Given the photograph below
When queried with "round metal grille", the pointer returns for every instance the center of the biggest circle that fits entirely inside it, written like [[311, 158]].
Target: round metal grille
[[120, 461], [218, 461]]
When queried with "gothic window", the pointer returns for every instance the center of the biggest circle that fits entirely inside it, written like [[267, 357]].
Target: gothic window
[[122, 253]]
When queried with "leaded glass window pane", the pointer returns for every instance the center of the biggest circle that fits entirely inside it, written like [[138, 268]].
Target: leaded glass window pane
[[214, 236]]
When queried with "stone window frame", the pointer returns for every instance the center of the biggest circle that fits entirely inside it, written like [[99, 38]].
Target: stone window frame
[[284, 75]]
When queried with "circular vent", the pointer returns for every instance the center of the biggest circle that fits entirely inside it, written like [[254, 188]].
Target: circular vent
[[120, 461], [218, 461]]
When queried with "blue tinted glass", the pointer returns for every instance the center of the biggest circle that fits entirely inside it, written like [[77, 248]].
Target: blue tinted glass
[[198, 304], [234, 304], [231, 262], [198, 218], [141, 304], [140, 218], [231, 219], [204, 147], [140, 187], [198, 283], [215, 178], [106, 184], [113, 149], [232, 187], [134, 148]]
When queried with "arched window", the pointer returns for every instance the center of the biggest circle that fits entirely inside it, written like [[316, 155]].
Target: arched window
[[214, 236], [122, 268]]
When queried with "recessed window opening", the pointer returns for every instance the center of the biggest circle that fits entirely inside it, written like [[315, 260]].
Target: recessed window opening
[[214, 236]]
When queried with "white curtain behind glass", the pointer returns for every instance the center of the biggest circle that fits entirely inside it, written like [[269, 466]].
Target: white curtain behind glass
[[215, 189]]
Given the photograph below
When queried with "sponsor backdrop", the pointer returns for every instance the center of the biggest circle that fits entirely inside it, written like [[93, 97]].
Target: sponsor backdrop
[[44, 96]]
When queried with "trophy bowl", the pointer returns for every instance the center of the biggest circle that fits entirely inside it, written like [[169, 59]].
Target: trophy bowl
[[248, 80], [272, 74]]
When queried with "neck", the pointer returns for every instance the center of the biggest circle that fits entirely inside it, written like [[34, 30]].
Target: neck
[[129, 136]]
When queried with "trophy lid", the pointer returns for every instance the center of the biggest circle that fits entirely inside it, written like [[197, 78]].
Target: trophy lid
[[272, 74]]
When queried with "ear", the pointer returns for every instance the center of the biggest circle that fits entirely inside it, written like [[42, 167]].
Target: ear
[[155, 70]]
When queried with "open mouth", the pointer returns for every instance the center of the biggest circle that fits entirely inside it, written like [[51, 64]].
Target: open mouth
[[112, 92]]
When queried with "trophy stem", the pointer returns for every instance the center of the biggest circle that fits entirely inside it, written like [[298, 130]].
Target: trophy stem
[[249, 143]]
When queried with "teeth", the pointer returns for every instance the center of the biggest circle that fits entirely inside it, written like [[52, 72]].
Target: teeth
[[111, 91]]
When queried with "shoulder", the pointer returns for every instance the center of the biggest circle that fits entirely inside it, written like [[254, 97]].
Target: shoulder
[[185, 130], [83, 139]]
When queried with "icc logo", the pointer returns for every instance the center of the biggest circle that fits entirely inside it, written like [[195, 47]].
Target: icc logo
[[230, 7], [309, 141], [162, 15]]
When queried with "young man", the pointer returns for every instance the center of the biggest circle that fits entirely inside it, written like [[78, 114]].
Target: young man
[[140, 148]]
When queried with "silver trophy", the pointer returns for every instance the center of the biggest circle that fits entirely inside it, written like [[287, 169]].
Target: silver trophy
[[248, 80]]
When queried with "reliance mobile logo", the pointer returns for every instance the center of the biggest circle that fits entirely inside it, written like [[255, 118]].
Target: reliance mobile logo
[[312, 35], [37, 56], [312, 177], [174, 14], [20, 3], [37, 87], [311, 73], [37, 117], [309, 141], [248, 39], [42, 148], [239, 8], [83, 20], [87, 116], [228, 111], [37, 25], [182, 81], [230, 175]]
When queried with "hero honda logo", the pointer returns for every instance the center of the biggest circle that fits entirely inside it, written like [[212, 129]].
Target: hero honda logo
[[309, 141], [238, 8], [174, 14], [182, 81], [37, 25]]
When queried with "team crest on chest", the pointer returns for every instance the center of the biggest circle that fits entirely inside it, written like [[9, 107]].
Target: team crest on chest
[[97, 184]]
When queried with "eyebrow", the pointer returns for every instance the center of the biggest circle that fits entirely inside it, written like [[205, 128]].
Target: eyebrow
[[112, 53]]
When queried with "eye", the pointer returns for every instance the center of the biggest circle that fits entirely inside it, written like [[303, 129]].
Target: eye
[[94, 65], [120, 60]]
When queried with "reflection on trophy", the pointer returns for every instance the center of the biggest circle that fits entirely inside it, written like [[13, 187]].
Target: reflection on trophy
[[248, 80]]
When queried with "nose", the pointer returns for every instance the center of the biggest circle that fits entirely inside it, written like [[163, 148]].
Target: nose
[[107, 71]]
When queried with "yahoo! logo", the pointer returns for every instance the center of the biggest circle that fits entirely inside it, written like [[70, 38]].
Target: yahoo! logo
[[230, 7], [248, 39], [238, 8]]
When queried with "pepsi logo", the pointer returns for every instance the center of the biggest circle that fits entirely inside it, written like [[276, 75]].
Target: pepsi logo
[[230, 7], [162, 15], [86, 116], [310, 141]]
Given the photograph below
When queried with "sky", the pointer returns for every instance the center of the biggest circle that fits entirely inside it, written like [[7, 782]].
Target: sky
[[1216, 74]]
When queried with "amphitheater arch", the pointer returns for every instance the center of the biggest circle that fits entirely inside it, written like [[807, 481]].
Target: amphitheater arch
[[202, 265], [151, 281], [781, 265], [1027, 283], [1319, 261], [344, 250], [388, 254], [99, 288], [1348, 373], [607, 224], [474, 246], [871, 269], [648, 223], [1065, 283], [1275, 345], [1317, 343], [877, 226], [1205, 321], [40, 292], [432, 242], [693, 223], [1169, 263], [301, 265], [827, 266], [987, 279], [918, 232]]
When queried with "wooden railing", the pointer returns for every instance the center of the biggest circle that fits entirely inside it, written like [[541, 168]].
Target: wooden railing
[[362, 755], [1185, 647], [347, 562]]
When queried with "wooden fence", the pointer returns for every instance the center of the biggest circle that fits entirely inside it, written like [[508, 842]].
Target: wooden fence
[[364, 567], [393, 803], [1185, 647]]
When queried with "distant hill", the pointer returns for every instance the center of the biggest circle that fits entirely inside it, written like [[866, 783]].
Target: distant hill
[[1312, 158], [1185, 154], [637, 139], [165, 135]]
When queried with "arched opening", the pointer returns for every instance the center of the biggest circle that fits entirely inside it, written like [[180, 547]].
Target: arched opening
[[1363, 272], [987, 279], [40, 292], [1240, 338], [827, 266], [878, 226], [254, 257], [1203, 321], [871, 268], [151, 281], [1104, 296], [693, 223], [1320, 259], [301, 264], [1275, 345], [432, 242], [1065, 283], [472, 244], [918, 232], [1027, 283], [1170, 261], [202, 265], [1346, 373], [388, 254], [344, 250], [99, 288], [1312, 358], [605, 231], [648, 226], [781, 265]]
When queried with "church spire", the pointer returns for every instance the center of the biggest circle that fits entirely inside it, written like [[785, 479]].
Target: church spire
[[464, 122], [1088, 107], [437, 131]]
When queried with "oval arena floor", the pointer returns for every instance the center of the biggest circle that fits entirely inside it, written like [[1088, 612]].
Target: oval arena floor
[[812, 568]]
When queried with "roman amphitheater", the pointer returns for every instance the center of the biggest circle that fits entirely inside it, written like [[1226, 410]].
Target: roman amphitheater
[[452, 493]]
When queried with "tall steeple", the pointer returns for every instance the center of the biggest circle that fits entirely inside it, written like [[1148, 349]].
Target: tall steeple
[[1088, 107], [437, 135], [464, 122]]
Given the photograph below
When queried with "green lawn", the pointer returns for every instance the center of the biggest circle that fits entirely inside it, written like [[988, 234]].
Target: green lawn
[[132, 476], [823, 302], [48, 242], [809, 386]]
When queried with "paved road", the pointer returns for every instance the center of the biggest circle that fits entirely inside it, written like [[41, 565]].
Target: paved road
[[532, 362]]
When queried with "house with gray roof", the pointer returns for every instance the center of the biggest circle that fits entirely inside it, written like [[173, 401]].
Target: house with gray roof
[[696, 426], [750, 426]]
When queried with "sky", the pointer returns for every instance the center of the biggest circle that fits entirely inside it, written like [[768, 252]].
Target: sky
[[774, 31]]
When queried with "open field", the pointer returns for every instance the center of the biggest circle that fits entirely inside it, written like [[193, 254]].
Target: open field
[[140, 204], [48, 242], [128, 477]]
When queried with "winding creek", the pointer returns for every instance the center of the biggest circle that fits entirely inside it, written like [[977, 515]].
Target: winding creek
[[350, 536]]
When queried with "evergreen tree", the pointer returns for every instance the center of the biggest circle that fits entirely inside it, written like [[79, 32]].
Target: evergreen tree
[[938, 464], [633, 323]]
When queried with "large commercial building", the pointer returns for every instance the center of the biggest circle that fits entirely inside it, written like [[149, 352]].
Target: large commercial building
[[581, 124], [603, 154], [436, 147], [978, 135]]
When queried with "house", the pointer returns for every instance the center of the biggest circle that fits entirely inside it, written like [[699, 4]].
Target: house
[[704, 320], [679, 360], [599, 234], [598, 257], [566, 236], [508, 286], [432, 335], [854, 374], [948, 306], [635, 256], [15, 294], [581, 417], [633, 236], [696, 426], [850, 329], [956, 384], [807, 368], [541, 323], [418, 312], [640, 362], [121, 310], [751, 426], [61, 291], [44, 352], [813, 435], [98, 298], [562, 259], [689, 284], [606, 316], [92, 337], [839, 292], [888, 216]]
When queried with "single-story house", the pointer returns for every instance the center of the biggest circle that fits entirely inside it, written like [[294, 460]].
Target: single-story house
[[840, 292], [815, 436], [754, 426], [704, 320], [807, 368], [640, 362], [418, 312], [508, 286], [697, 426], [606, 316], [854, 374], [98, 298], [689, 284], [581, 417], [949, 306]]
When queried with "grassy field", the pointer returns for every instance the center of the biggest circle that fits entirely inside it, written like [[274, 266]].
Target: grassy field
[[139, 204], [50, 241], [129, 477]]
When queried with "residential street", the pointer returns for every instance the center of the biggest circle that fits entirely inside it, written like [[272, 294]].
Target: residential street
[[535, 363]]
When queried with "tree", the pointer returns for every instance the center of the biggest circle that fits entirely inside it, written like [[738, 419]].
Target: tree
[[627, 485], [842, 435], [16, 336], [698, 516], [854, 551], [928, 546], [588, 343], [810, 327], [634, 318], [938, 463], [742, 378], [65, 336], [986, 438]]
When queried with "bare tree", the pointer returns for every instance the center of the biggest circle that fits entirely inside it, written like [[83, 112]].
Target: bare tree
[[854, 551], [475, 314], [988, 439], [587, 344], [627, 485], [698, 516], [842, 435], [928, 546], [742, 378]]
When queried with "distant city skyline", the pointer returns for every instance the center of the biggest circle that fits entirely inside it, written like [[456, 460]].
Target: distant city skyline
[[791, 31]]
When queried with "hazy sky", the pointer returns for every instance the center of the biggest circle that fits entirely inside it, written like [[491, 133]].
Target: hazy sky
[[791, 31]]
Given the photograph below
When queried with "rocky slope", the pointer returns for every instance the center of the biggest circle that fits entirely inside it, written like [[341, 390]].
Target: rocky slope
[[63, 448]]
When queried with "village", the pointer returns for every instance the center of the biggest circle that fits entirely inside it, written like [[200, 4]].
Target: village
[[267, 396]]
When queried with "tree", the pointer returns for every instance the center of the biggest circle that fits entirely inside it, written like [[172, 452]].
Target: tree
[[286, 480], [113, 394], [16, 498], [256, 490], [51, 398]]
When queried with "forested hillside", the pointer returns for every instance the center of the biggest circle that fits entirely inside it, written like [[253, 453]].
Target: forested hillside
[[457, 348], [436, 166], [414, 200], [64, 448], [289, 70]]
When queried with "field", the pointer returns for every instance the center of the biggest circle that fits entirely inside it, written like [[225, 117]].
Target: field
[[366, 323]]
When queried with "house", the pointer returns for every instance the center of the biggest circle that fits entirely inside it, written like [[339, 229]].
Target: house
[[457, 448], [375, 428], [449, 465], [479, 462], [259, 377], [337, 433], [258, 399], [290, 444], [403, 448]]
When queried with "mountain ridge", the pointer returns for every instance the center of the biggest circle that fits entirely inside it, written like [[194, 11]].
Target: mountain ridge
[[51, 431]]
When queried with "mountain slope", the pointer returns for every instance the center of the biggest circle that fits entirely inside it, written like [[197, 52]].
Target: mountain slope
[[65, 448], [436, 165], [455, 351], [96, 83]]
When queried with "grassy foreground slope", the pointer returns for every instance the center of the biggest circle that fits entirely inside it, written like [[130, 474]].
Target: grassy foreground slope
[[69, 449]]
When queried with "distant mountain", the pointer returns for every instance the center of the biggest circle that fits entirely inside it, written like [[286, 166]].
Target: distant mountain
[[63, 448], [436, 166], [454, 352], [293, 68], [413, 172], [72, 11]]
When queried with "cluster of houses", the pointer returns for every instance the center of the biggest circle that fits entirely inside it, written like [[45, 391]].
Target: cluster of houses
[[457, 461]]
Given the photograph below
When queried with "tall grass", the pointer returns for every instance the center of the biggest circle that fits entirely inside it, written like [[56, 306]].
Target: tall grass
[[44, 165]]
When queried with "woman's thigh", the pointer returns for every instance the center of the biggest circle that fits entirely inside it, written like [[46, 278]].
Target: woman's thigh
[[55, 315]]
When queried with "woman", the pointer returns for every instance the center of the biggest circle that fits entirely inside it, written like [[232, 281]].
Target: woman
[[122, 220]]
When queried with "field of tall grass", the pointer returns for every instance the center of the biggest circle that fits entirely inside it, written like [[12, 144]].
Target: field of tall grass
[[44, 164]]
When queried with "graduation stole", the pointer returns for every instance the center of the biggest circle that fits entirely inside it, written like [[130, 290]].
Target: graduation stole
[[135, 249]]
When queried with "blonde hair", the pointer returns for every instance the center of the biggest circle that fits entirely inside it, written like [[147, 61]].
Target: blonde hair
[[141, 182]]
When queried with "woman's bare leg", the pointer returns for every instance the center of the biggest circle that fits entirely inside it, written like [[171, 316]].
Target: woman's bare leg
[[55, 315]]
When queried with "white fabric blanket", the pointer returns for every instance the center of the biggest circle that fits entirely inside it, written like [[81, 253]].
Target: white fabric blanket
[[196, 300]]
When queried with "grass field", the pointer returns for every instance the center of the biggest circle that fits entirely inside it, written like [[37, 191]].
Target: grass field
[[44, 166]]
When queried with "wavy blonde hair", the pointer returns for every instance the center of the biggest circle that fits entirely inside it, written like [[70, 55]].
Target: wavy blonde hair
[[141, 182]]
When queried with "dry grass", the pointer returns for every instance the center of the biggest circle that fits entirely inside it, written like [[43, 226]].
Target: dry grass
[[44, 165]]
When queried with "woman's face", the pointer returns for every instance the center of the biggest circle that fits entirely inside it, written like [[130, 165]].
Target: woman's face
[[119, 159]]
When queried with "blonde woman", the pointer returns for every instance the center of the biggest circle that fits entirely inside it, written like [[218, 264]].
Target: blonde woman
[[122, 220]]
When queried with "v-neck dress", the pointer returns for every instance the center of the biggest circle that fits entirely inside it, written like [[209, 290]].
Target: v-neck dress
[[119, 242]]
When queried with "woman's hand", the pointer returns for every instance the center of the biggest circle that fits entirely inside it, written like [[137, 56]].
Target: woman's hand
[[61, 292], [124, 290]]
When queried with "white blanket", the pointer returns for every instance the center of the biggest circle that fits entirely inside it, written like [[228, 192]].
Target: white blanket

● ● ● ● ● ● ●

Directions for this task - Copy from the listing above the stretch from the line containing "like [[785, 479]]." through the line containing "[[464, 122], [1088, 107], [437, 131]]", reproducing both end lines and everything between them without any change.

Result for this task -
When queried with "church spire", the pointer returns for every instance the center of the biggest circle that fits entirely inside it, written like [[785, 479]].
Target: church spire
[[464, 122], [1088, 107], [437, 131]]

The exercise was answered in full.